** TO DO **
1) Reproduce the part of the journal listing that opens with the words containing "Paul H. Jossey" and closes with "will remain inert.".
2) According to the journal listing, on what date was this issue published?
3) Go on writing the journal listing from its last sentence.

** EXCERPT TO READ **
────────────────
Volume 2, Issue 1

Published February 1, 2021

Articles

ONLINE ONBOARDING: CORPORATE GOVERNANCE TRAINING IN THE COVID-19 ERA

Seth C. Oranburg & Benjamin P. Kahn

Onboarding new directors is critical in the best of circumstances. What should organizations do when training new board members must be completed online? COVID-19 has forced both ordinary and extraordinary business functions to be conducted primarily online, and online onboarding may be necessary or preferred in a number of business contexts. This Article first reviews the best practices in director onboarding and explains the functional goals of those practices. It then explains how to leverage the power of virtual data rooms and virtual conference software to successfully onboard new corporate directors with virtual meetings. These strategies apply to both for-profit and non-profit boards and can be employed to enhance any online meeting or conference where the goals include informing and engaging participants while encouraging them to socialize.

FIXING THE JOBS ACT AND INVITING THE TOKENIZED FUTURE, THE NEED FOR CONGRESSIONAL ACTION

Paul H. Jossey

This article reviews the private-market milieu including what makes it incredibly successful but also exclusionary for most of the five million U.S. small businesses. It examines—including through market-actor perspectives—how SEC hostility thwarted the JOBS Act via empirically questionable investor protections. It also proposes statutory solutions to push American capital raising into the 21st century. These bright-line proposals abjure overreliance on SEC staff or state-equivalent interpretation and “facts and circumstances” analysis. These solutions may jar lawmakers accustomed to ceding discretion to agencies with immense power over the nation’s entrepreneurial spirit. But the world will not wait for the Commission to change cultures and the Final Rules prove if left alone it will remain inert.
────────────────
** Stored items **
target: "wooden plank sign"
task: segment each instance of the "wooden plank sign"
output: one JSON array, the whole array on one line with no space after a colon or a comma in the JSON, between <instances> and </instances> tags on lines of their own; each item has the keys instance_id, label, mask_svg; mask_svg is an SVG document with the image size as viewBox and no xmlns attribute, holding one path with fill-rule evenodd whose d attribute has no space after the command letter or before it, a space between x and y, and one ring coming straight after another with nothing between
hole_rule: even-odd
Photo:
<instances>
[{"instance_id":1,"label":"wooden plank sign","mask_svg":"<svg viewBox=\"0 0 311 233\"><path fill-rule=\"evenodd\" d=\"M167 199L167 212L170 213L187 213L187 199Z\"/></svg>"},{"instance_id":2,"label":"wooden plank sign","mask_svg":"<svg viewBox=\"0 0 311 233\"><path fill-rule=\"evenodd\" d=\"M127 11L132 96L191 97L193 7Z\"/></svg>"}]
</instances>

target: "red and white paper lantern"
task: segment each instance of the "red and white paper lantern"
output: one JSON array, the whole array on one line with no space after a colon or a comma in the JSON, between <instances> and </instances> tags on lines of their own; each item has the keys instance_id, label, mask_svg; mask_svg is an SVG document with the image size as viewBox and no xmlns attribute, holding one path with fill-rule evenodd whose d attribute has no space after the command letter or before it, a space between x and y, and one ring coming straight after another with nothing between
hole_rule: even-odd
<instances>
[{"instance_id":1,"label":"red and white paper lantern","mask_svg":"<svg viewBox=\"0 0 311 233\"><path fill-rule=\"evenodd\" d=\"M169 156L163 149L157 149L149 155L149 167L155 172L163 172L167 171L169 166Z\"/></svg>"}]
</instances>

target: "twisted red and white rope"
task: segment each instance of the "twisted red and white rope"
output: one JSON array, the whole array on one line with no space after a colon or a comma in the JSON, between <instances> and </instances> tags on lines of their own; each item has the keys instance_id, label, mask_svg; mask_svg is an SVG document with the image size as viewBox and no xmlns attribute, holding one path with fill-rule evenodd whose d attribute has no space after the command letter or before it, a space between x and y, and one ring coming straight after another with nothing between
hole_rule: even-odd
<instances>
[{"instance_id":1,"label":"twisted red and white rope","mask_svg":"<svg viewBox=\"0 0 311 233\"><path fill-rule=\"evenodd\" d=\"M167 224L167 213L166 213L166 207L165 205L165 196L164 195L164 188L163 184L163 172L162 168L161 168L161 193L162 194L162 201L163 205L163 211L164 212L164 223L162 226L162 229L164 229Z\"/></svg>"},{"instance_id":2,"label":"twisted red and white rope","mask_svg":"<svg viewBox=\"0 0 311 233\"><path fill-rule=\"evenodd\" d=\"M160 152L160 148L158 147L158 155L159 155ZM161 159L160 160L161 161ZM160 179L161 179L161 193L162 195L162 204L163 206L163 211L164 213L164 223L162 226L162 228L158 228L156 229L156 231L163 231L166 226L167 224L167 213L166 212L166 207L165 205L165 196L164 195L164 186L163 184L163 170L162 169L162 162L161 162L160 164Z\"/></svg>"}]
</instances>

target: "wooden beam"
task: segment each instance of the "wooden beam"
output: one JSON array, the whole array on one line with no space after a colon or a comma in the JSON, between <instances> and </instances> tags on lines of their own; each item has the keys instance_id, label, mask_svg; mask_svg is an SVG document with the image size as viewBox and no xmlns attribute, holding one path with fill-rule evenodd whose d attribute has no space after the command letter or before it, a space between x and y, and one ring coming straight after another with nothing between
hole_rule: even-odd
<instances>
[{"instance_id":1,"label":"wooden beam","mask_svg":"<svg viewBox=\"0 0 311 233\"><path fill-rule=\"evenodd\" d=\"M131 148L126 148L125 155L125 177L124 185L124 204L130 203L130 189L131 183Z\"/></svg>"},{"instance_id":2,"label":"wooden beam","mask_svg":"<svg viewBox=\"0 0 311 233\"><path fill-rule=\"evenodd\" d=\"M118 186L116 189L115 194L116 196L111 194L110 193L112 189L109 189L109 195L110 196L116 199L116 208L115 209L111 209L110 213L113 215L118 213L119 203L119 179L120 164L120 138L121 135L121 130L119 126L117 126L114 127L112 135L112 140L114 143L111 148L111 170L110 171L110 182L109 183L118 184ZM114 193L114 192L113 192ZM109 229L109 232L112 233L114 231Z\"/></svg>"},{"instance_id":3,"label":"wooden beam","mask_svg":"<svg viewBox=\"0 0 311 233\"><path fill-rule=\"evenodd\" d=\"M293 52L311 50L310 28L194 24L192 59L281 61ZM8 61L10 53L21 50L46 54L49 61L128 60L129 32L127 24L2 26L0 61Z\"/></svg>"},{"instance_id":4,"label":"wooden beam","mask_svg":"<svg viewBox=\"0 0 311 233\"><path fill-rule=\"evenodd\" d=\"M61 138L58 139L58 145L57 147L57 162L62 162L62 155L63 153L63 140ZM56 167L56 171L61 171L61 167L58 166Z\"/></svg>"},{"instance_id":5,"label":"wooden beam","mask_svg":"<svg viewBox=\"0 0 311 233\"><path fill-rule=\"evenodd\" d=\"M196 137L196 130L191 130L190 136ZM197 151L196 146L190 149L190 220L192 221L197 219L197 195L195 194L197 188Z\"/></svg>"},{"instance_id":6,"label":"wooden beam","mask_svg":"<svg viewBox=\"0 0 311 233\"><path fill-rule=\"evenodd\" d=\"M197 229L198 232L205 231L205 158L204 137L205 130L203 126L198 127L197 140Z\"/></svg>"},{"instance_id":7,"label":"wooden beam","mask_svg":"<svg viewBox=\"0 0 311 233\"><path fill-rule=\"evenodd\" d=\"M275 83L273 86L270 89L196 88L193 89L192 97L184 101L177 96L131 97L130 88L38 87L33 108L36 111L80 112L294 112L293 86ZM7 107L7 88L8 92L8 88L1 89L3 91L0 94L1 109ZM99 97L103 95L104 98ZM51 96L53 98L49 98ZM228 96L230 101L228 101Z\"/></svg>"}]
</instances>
────────────────
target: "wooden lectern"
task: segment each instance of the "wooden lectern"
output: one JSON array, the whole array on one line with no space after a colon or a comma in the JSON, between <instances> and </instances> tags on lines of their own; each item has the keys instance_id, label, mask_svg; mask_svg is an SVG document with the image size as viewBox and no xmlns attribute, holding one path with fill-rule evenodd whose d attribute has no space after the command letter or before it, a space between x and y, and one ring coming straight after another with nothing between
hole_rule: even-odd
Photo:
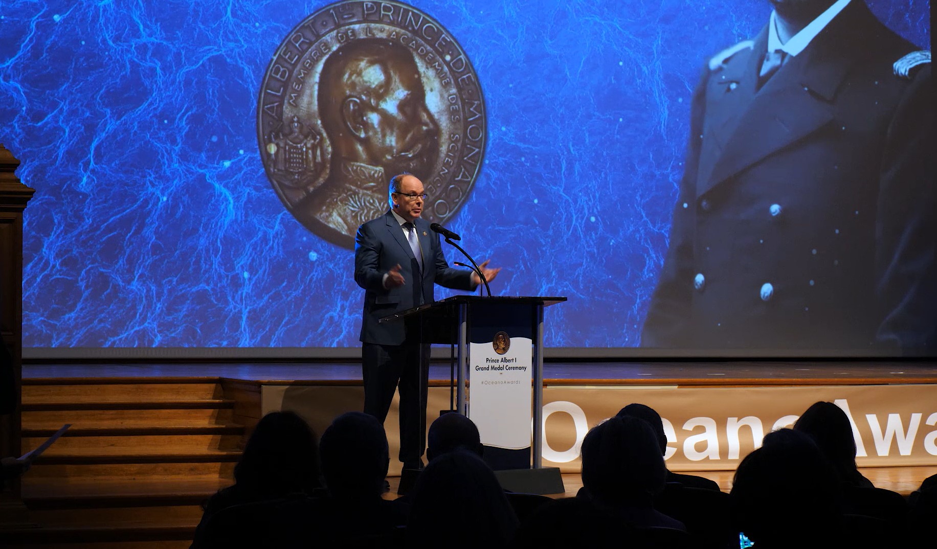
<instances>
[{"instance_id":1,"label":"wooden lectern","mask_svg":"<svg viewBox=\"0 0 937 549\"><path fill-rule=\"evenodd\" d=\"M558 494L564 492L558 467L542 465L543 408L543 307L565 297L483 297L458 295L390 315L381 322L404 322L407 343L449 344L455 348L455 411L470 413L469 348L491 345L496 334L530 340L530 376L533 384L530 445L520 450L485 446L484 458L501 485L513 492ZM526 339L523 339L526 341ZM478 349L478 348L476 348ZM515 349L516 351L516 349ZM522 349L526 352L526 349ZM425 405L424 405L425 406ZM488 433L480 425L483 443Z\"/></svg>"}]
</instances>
────────────────
** ANSWERS BY ITEM NUMBER **
1)
Paul H. Jossey

This article reviews the private-market milieu including what makes it incredibly successful but also exclusionary for most of the five million U.S. small businesses. It examines—including through market-actor perspectives—how SEC hostility thwarted the JOBS Act via empirically questionable investor protections. It also proposes statutory solutions to push American capital raising into the 21st century. These bright-line proposals abjure overreliance on SEC staff or state-equivalent interpretation and “facts and circumstances” analysis. These solutions may jar lawmakers accustomed to ceding discretion to agencies with immense power over the nation’s entrepreneurial spirit. But the world will not wait for the Commission to change cultures and the Final Rules prove if left alone it will remain inert.

2) February 1, 2021.

3)
WHEN JUSTICE IS SERVED: USING DATA ANALYTICS TO EXAMINE HOW FRAUD-BASED LEGAL ACTIONS AFFECT EARNINGS MANAGEMENT

Dr. John Paul, ESQ., CPA

To investigate the possibility that corporate managers change their discretionary accrual policies in response to federal legal decisions, a discretionary accrual model was formulated. Specifically, this model tests whether the magnitude of an entity’s discretionary accruals increases or decreases after the filing of fraud-based legal actions and the issuance of fraud-based legal rulings. The results indicate that overall, the magnitude of an entity’s discretionary accruals: (1) increases in response to the filing of a fraud-based legal action; (2) decreases in response to the issuance of a favorable fraud-based legal ruling; (3) increases in response to the issuance of an unfavorable fraud-based legal ruling; (4) decreases in response to the issuance of a mixed fraud-based legal ruling; and (5) changes according to industry factors in response to the issuance of a fraud-based legal ruling.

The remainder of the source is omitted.